Task objective » Give the data again in full. Keep every line the same.

[Saved entries]
□ □ □ □ □ □ □

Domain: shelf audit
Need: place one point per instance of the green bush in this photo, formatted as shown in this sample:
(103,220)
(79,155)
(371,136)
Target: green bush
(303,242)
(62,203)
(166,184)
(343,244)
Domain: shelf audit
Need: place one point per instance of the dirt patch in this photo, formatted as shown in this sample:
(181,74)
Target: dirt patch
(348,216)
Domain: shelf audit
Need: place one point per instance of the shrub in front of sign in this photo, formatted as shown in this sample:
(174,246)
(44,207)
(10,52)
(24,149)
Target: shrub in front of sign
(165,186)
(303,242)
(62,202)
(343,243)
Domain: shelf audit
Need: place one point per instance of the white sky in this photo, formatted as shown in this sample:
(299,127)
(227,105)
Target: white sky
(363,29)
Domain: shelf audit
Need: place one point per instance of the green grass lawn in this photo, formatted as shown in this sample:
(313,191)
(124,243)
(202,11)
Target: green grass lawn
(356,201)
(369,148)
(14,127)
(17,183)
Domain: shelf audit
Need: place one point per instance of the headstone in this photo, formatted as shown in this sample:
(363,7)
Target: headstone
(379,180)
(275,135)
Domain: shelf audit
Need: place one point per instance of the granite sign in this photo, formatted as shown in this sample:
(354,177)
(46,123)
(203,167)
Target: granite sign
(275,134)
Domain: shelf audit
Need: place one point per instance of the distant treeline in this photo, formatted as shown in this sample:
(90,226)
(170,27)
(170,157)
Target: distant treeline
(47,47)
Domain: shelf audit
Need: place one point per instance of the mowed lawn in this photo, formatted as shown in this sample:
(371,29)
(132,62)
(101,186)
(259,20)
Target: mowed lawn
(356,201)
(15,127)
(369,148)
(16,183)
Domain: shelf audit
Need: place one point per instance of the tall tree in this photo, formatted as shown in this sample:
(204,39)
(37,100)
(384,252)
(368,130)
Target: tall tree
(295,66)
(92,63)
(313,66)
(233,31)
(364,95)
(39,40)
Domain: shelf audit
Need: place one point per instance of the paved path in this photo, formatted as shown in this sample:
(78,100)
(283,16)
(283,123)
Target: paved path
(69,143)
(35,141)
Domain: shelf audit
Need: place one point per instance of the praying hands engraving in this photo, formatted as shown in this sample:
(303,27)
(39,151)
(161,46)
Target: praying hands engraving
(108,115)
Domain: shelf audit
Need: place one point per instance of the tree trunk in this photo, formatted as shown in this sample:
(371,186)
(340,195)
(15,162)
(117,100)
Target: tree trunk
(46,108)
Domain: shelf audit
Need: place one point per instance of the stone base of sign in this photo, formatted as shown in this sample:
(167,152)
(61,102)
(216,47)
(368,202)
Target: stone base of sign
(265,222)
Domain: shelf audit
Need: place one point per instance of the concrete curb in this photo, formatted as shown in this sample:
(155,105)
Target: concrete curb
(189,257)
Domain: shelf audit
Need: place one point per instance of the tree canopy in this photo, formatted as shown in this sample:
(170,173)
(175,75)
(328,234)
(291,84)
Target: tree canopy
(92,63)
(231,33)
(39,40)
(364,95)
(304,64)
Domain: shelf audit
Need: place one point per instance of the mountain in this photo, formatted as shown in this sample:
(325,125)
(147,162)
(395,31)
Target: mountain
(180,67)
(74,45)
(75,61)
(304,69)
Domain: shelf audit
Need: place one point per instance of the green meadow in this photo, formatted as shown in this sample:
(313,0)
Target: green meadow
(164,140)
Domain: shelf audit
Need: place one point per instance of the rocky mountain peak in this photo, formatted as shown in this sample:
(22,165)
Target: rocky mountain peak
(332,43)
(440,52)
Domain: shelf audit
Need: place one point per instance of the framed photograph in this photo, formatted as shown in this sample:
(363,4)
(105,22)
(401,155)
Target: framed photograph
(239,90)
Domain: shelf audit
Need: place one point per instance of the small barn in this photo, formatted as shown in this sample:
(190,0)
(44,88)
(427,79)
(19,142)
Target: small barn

□ □ □ □ □ □ □

Result of the task »
Domain: shelf audit
Need: place one point per instance of the green bush in this photo, formatted as shown in this sample:
(103,220)
(79,155)
(371,136)
Target: green bush
(303,242)
(62,203)
(166,184)
(343,244)
Domain: shelf audit
Need: place one point per instance of the dirt patch in this photo, formatted as shown in this sample:
(181,74)
Target: dirt patch
(348,216)
Domain: shelf audit
Need: place one point per instance of the shrub in front of sign in this photo, formatted as shown in this sample:
(174,246)
(44,207)
(10,52)
(24,149)
Target: shrub in front of sign
(165,186)
(303,242)
(62,202)
(343,243)
Domain: shelf audit
Need: place one point per instance of the white sky in this photo, formatted as shown in this sample:
(299,127)
(227,105)
Target: white sky
(363,29)
Domain: shelf audit
Need: place one point per instance of the green grass lawn in this photo, formatted as shown in this sample:
(313,191)
(124,243)
(202,11)
Target: green grass lawn
(356,201)
(369,148)
(14,127)
(17,183)
Domain: shelf audit
Need: place one point per instance of the headstone in this photo, formatted as shown in this sample:
(363,7)
Target: headstone
(379,180)
(275,135)
Domain: shelf audit
Need: place one point per instance of the granite sign in this photo, formatted as shown in this sample:
(354,177)
(46,123)
(203,167)
Target: granite sign
(275,134)
Domain: shelf audit
Need: place one point per instance of the distant treeline in this photo, formatted as shown in this sample:
(90,226)
(170,27)
(170,157)
Target: distant treeline
(47,47)
Domain: shelf audit
Need: place one point per instance of the mowed lawn in this photo, formatted as shown in this sample:
(371,29)
(132,62)
(101,186)
(259,20)
Target: mowed lawn
(356,201)
(15,127)
(369,148)
(16,183)
Domain: shelf audit
Need: place one point per instance of the tall tree in this photo, formatted as shown in this sample:
(204,39)
(37,100)
(384,252)
(368,130)
Target: tall tree
(295,66)
(92,63)
(313,66)
(233,31)
(364,95)
(39,40)
Domain: shelf audit
Need: place one point per instance of the paved path in this photo, formatted as shown in this sample:
(78,100)
(283,16)
(283,123)
Target: paved path
(69,143)
(35,141)
Domain: shelf audit
Need: place one point per instance of the praying hands engraving in this photo, formatted as shown in this sample:
(303,27)
(39,151)
(161,46)
Target: praying hands engraving
(108,115)
Domain: shelf audit
Need: place one point per instance of the tree trunk in this photo, formatted as shown in this sample:
(371,186)
(340,195)
(15,162)
(117,100)
Target: tree trunk
(46,108)
Domain: shelf audit
Need: place one point per instance of the stone base of sign in this photo, formatted as shown in this sample:
(167,152)
(61,102)
(216,47)
(368,202)
Target: stone base of sign
(265,222)
Domain: shelf audit
Need: place one point per instance of the concrete curb in this photo, formatted as shown in this sample:
(155,105)
Target: concrete curb
(189,257)
Domain: shelf audit
Need: place one point per instance of the tree canopy in this photo, formatted as shown in this sample:
(170,173)
(175,75)
(328,234)
(291,84)
Target: tree canopy
(92,63)
(231,33)
(39,40)
(364,95)
(304,64)
Domain: shelf audit
Need: place one point per instance of the mountain in this photo, formatted as shown in this sample:
(325,125)
(147,162)
(395,31)
Target: mountain
(180,67)
(74,45)
(75,61)
(304,69)
Domain: shelf audit
Need: place one point per instance of the green meadow in this photo, formatted as shown in this sample:
(313,0)
Target: green meadow
(164,140)
Domain: shelf audit
Need: place one point per instance of the rocky mountain peak in this photo, formatted as shown in this sample:
(22,165)
Target: rocky mountain peak
(332,43)
(440,52)
Domain: shelf audit
Need: place one point per instance of the framed photograph in this photo, formatted as shown in this sample:
(363,4)
(105,22)
(401,155)
Target: framed photograph
(239,90)
Domain: shelf audit
Need: place one point per instance of the small barn in this photo, formatted as shown in this sample:
(190,0)
(44,88)
(427,79)
(19,142)
Target: small barn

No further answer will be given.